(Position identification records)

====================

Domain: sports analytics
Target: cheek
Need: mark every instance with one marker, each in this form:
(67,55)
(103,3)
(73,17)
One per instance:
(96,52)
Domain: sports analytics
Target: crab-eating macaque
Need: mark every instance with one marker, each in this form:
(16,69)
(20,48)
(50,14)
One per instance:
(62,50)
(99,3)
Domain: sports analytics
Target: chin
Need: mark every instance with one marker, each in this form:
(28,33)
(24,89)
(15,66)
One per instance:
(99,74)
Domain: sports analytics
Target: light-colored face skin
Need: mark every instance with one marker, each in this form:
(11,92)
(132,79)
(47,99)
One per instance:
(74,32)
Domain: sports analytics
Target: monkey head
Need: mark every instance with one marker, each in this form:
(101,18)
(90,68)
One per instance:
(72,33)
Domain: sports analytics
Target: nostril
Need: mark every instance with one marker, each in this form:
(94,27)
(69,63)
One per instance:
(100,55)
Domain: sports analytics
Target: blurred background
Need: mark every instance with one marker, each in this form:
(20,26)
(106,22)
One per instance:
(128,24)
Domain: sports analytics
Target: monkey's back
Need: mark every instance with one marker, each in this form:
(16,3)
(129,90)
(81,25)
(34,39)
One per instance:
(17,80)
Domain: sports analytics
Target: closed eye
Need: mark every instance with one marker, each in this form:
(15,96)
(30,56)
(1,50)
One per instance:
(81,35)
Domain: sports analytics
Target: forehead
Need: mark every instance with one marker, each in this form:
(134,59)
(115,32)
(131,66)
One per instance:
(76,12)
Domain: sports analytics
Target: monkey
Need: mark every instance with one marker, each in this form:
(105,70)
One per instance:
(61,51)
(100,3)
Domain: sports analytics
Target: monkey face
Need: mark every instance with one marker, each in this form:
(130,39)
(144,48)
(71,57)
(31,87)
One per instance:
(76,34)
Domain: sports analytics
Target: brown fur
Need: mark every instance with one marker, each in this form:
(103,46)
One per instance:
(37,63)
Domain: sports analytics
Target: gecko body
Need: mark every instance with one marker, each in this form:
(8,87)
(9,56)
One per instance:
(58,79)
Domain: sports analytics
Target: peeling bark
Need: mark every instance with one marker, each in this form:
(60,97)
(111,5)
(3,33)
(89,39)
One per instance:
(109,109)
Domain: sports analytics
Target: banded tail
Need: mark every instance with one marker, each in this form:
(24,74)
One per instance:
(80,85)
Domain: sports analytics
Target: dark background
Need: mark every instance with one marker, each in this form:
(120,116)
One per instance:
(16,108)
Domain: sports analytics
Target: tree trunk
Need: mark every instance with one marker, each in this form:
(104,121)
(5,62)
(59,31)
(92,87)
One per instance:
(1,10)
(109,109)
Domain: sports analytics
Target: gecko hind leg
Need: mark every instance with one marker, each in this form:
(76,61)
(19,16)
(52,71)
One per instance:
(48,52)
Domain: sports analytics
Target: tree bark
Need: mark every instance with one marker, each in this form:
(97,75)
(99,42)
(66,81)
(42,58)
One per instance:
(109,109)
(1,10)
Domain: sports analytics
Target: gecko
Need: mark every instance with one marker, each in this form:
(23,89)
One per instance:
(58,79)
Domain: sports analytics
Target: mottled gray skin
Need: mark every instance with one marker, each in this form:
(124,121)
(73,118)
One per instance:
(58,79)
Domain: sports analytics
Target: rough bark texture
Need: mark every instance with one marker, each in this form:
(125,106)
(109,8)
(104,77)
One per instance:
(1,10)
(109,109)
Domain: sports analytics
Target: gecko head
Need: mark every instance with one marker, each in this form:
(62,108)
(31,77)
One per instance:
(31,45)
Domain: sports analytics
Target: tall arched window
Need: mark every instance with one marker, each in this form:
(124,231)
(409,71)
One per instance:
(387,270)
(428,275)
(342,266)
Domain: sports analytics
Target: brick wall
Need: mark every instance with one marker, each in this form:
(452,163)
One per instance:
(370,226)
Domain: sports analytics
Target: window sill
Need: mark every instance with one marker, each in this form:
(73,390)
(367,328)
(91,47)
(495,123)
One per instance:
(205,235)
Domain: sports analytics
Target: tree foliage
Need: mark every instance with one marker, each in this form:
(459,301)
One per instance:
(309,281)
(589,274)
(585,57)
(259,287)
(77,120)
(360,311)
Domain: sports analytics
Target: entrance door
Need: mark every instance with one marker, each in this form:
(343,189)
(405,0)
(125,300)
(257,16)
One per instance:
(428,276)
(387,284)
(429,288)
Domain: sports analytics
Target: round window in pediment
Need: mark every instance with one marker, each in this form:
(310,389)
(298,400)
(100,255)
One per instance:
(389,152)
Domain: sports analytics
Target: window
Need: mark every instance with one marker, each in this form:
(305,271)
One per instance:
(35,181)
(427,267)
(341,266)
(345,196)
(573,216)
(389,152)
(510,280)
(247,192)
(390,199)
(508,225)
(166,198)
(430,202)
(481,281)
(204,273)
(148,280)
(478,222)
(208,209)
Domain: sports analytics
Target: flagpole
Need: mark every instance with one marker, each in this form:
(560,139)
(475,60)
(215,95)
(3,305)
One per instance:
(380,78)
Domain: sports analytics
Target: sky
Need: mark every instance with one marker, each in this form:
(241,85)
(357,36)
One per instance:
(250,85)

====================

## Work to be completed
Print all of the data exactly as it was given.

## Response
Domain: sports analytics
Target: cheek
Need: mark every instance with one marker, each in this form:
(67,55)
(103,3)
(73,17)
One per instance:
(96,52)
Domain: sports analytics
Target: crab-eating macaque
Need: mark every instance with one marker, each in this form:
(16,69)
(20,48)
(50,14)
One per instance:
(62,50)
(99,3)
Domain: sports analytics
Target: chin
Need: mark every instance with one marker, each in this form:
(28,33)
(24,89)
(15,66)
One per instance:
(99,74)
Domain: sports analytics
Target: light-colored face skin
Need: mark every instance with one marker, each in this form:
(11,92)
(132,79)
(47,99)
One per instance:
(74,32)
Domain: sports analytics
Target: monkey head
Need: mark every instance with one marker, each in this form:
(101,18)
(90,68)
One per instance:
(72,33)
Domain: sports analytics
Target: nostril
Need: mark every instance with one marker, each in this form:
(94,27)
(69,63)
One per instance:
(100,55)
Domain: sports analytics
Target: blurred background
Need: mark every instance with one marker, each in this form:
(20,26)
(106,22)
One per instance:
(128,24)
Domain: sports analytics
Target: monkey's back
Need: mark every instance with one marker, each in this form:
(16,3)
(129,90)
(81,25)
(34,39)
One per instance:
(17,80)
Domain: sports analytics
Target: closed eye
Need: mark every instance with one marker, each in this form:
(15,96)
(30,56)
(1,50)
One per instance:
(81,35)
Domain: sports analytics
Target: forehead
Need: mark every instance with one marker, each in this form:
(134,59)
(115,32)
(131,66)
One per instance:
(76,12)
Domain: sports analytics
Target: monkey
Need: mark every instance with one marker, each in this form:
(105,70)
One per instance:
(61,51)
(100,3)
Domain: sports analytics
Target: monkey face
Need: mark every instance with one marker, each in this form:
(130,39)
(144,48)
(71,57)
(31,87)
One per instance:
(76,34)
Domain: sports analytics
Target: brown fur
Need: mark every instance with one marker, each in this form:
(103,46)
One per instance:
(37,63)
Domain: sports analytics
Target: gecko body
Need: mark every instance with one marker, each in this form:
(8,87)
(9,56)
One per instance:
(58,79)
Domain: sports analytics
Target: peeling bark
Need: mark every instance with one marker, each in this form:
(60,97)
(111,5)
(3,33)
(89,39)
One per instance:
(109,109)
Domain: sports analytics
Target: banded tail
Need: mark every instance with one marker, each in this form:
(24,74)
One per instance:
(80,85)
Domain: sports analytics
Target: dark background
Need: mark every instance with one marker, each in this form:
(120,116)
One per instance:
(16,108)
Domain: sports analytics
Target: tree trunk
Need: mark every instance with one marker, each in this form:
(104,121)
(5,62)
(59,31)
(92,87)
One per instance:
(1,10)
(109,109)
Domain: sports analytics
Target: gecko hind leg
Need: mark every instance with one marker, each in this form:
(76,61)
(19,16)
(52,71)
One per instance:
(48,52)
Domain: sports analytics
Target: tree bark
Need: mark every instance with one marker, each in this form:
(97,75)
(99,42)
(66,81)
(42,58)
One per instance:
(109,109)
(1,10)
Domain: sports analytics
Target: gecko
Need: mark every instance with one marker, each in this form:
(23,89)
One per instance:
(58,79)
Domain: sports analytics
Target: mottled gray skin
Need: mark every instance with one marker, each in this form:
(124,121)
(73,118)
One per instance:
(58,79)
Domain: sports analytics
Target: rough bark texture
Need: mark every instance with one marker, each in this form:
(125,106)
(109,8)
(104,77)
One per instance:
(1,10)
(109,109)
Domain: sports analytics
Target: gecko head
Need: mark every instance with one marker, each in this form:
(62,108)
(31,77)
One per instance:
(31,45)
Domain: sports analytics
Target: tall arched window
Need: mark every instance with one marker, each in this form:
(124,231)
(409,71)
One per instance:
(387,270)
(428,275)
(342,266)
Domain: sports analytics
Target: brick wall
Need: mark every instance with one marker, each in this form:
(452,163)
One per instance:
(370,226)
Domain: sports analytics
Target: window sill
Need: mark every instance with one marker, each in this form:
(73,390)
(367,328)
(91,47)
(495,123)
One per instance:
(205,235)
Domain: sports analytics
Target: tree foliage
Need: mark every instance with one marker, each in this form:
(459,301)
One per instance:
(309,281)
(589,274)
(585,57)
(259,287)
(77,120)
(360,311)
Domain: sports analytics
Target: entrance door
Need: mark every instance with one marker, each in this form:
(343,189)
(405,0)
(125,300)
(257,16)
One per instance:
(428,276)
(387,284)
(429,288)
Domain: sports analytics
Target: round window in pediment
Need: mark every instance with one marker, each in this form:
(310,389)
(298,400)
(100,255)
One per instance:
(389,152)
Domain: sports analytics
Target: window
Need: mark every instance with one marker, each in this form:
(305,271)
One per instance:
(35,181)
(427,267)
(341,266)
(345,196)
(573,216)
(389,152)
(510,280)
(247,192)
(390,199)
(508,225)
(166,198)
(430,202)
(481,281)
(204,273)
(148,280)
(478,222)
(208,209)
Domain: sports analytics
Target: flagpole
Need: mark every instance with one marker, each in this form:
(560,139)
(475,60)
(215,95)
(3,305)
One per instance:
(380,78)
Domain: sports analytics
Target: sky
Need: mark every instance with one marker, each in this form:
(241,85)
(357,36)
One per instance:
(250,85)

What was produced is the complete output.